- Aim -
Render every line of the records below as a JSON list of strings, one string per line, skipping blank lines and leaving out the pictures.

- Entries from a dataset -
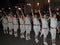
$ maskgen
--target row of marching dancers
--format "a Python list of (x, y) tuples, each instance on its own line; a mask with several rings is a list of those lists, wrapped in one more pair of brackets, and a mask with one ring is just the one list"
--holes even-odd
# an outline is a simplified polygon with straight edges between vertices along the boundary
[[(44, 45), (48, 45), (47, 43), (47, 35), (50, 32), (51, 38), (52, 38), (52, 45), (56, 45), (56, 29), (58, 29), (58, 23), (56, 18), (56, 13), (52, 13), (51, 9), (49, 8), (50, 16), (47, 18), (47, 14), (41, 14), (39, 10), (39, 17), (38, 15), (34, 15), (32, 12), (32, 16), (30, 17), (28, 14), (24, 16), (24, 13), (22, 12), (22, 15), (19, 15), (18, 12), (16, 14), (9, 13), (8, 15), (2, 15), (2, 25), (3, 25), (3, 31), (4, 34), (8, 34), (8, 28), (9, 28), (9, 34), (12, 35), (12, 30), (14, 29), (14, 36), (17, 37), (17, 30), (20, 28), (20, 37), (25, 38), (26, 40), (30, 40), (30, 31), (32, 29), (31, 22), (33, 22), (33, 30), (35, 32), (35, 42), (38, 43), (38, 34), (41, 32), (40, 37), (43, 35), (43, 42)], [(39, 21), (41, 19), (41, 23)], [(49, 21), (48, 21), (49, 20)], [(18, 23), (19, 21), (19, 23)], [(50, 22), (50, 28), (49, 23)], [(19, 25), (20, 24), (20, 25)], [(42, 24), (42, 28), (41, 25)], [(26, 31), (26, 37), (24, 36), (24, 32)]]

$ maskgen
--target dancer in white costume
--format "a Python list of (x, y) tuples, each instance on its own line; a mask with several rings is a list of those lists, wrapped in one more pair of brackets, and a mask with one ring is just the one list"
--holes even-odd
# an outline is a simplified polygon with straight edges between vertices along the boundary
[(2, 20), (2, 24), (3, 24), (3, 31), (4, 31), (4, 34), (8, 34), (8, 30), (7, 30), (7, 28), (8, 28), (8, 20), (7, 20), (7, 17), (6, 16), (3, 16), (2, 18), (1, 18), (1, 20)]
[(42, 17), (40, 10), (39, 10), (39, 14), (40, 14), (40, 18), (41, 18), (41, 21), (42, 21), (42, 31), (41, 31), (41, 33), (44, 36), (43, 37), (44, 45), (48, 45), (47, 35), (48, 35), (49, 28), (48, 28), (47, 14), (44, 14), (43, 17)]
[(31, 31), (31, 21), (30, 21), (30, 17), (27, 14), (26, 17), (24, 16), (24, 13), (22, 11), (22, 9), (19, 9), (23, 15), (24, 21), (25, 21), (25, 30), (26, 30), (26, 40), (30, 40), (30, 31)]
[(25, 38), (24, 37), (24, 32), (25, 32), (25, 24), (24, 24), (24, 19), (23, 19), (23, 16), (21, 15), (20, 17), (19, 17), (19, 22), (20, 22), (20, 33), (21, 33), (21, 35), (20, 35), (20, 37), (21, 38)]
[(51, 9), (49, 7), (49, 13), (50, 13), (50, 33), (51, 33), (51, 37), (52, 37), (52, 45), (56, 45), (56, 28), (57, 28), (57, 18), (56, 18), (56, 14), (55, 13), (51, 13)]
[(40, 32), (40, 22), (39, 22), (39, 18), (37, 17), (37, 15), (34, 16), (33, 14), (33, 10), (31, 9), (32, 12), (32, 18), (33, 18), (33, 30), (35, 32), (35, 42), (38, 43), (38, 34)]
[(30, 38), (31, 21), (28, 14), (25, 17), (25, 29), (26, 29), (26, 40), (29, 40), (31, 39)]
[(8, 18), (9, 34), (12, 35), (12, 30), (13, 30), (13, 16), (12, 16), (12, 14), (9, 14), (7, 16), (7, 18)]
[(17, 30), (18, 30), (18, 19), (16, 15), (13, 17), (13, 28), (14, 28), (14, 36), (17, 37)]

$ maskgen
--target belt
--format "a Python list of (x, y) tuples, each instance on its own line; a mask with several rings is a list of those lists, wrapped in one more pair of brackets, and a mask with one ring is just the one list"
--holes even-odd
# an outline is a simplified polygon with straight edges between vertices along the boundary
[(42, 29), (48, 29), (48, 28), (42, 28)]
[(14, 25), (18, 25), (18, 24), (14, 24)]
[(31, 25), (31, 24), (25, 24), (25, 25)]
[(40, 24), (33, 24), (34, 26), (40, 26)]
[(51, 27), (51, 29), (56, 29), (56, 28), (54, 28), (54, 27)]
[(8, 22), (8, 23), (12, 23), (12, 22)]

- Output of the exercise -
[
  "$ maskgen",
  "--target row of marching dancers",
  "--format \"a Python list of (x, y) tuples, each instance on its own line; a mask with several rings is a list of those lists, wrapped in one more pair of brackets, and a mask with one ring is just the one list\"",
  "--holes even-odd",
  "# an outline is a simplified polygon with straight edges between vertices along the boundary",
  "[[(44, 45), (48, 45), (47, 43), (47, 35), (50, 32), (51, 38), (52, 38), (52, 45), (56, 45), (56, 29), (58, 29), (58, 23), (56, 18), (56, 13), (52, 13), (51, 9), (49, 8), (50, 16), (47, 18), (47, 14), (41, 14), (39, 10), (39, 17), (38, 15), (34, 15), (32, 12), (32, 16), (30, 17), (28, 14), (24, 16), (24, 13), (22, 12), (22, 15), (19, 15), (18, 12), (16, 14), (9, 13), (8, 15), (2, 15), (2, 25), (3, 25), (3, 31), (4, 34), (8, 34), (8, 28), (9, 28), (9, 34), (12, 35), (12, 30), (14, 29), (14, 36), (17, 37), (17, 30), (20, 28), (20, 37), (25, 38), (26, 40), (30, 40), (30, 31), (32, 29), (31, 22), (33, 22), (33, 30), (35, 32), (35, 42), (38, 43), (38, 34), (41, 32), (40, 37), (43, 35), (43, 42)], [(39, 21), (41, 19), (41, 23)], [(49, 21), (48, 21), (49, 20)], [(18, 23), (19, 21), (19, 23)], [(50, 22), (50, 28), (49, 23)], [(19, 25), (20, 24), (20, 25)], [(42, 24), (42, 28), (41, 25)], [(26, 31), (26, 37), (24, 36), (24, 32)]]",
  "$ maskgen",
  "--target dancer in white costume",
  "--format \"a Python list of (x, y) tuples, each instance on its own line; a mask with several rings is a list of those lists, wrapped in one more pair of brackets, and a mask with one ring is just the one list\"",
  "--holes even-odd",
  "# an outline is a simplified polygon with straight edges between vertices along the boundary",
  "[(2, 20), (2, 24), (3, 24), (3, 31), (4, 31), (4, 34), (8, 34), (8, 30), (7, 30), (7, 28), (8, 28), (8, 20), (7, 20), (7, 17), (6, 16), (3, 16), (2, 18), (1, 18), (1, 20)]",
  "[(42, 17), (40, 10), (39, 10), (39, 14), (40, 14), (40, 18), (41, 18), (41, 21), (42, 21), (42, 31), (41, 31), (41, 33), (44, 36), (43, 37), (44, 45), (48, 45), (47, 35), (48, 35), (49, 28), (48, 28), (47, 14), (44, 14), (43, 17)]",
  "[(31, 31), (31, 21), (30, 21), (30, 17), (27, 14), (26, 17), (24, 16), (24, 13), (22, 11), (22, 9), (19, 9), (23, 15), (24, 21), (25, 21), (25, 30), (26, 30), (26, 40), (30, 40), (30, 31)]",
  "[(25, 38), (24, 37), (24, 32), (25, 32), (25, 24), (24, 24), (24, 19), (23, 19), (23, 16), (21, 15), (20, 17), (19, 17), (19, 22), (20, 22), (20, 33), (21, 33), (21, 35), (20, 35), (20, 37), (21, 38)]",
  "[(51, 9), (49, 7), (49, 13), (50, 13), (50, 33), (51, 33), (51, 37), (52, 37), (52, 45), (56, 45), (56, 28), (57, 28), (57, 18), (56, 18), (56, 14), (55, 13), (51, 13)]",
  "[(40, 32), (40, 22), (39, 22), (39, 18), (37, 17), (37, 15), (34, 16), (33, 14), (33, 10), (31, 9), (32, 12), (32, 18), (33, 18), (33, 30), (35, 32), (35, 42), (38, 43), (38, 34)]",
  "[(30, 38), (31, 21), (28, 14), (25, 17), (25, 29), (26, 29), (26, 40), (29, 40), (31, 39)]",
  "[(8, 18), (9, 34), (12, 35), (12, 30), (13, 30), (13, 16), (12, 16), (12, 14), (9, 14), (7, 16), (7, 18)]",
  "[(17, 30), (18, 30), (18, 19), (16, 15), (13, 17), (13, 28), (14, 28), (14, 36), (17, 37)]",
  "$ maskgen",
  "--target belt",
  "--format \"a Python list of (x, y) tuples, each instance on its own line; a mask with several rings is a list of those lists, wrapped in one more pair of brackets, and a mask with one ring is just the one list\"",
  "--holes even-odd",
  "# an outline is a simplified polygon with straight edges between vertices along the boundary",
  "[(42, 29), (48, 29), (48, 28), (42, 28)]",
  "[(14, 25), (18, 25), (18, 24), (14, 24)]",
  "[(31, 25), (31, 24), (25, 24), (25, 25)]",
  "[(40, 24), (33, 24), (34, 26), (40, 26)]",
  "[(51, 27), (51, 29), (56, 29), (56, 28), (54, 28), (54, 27)]",
  "[(8, 22), (8, 23), (12, 23), (12, 22)]"
]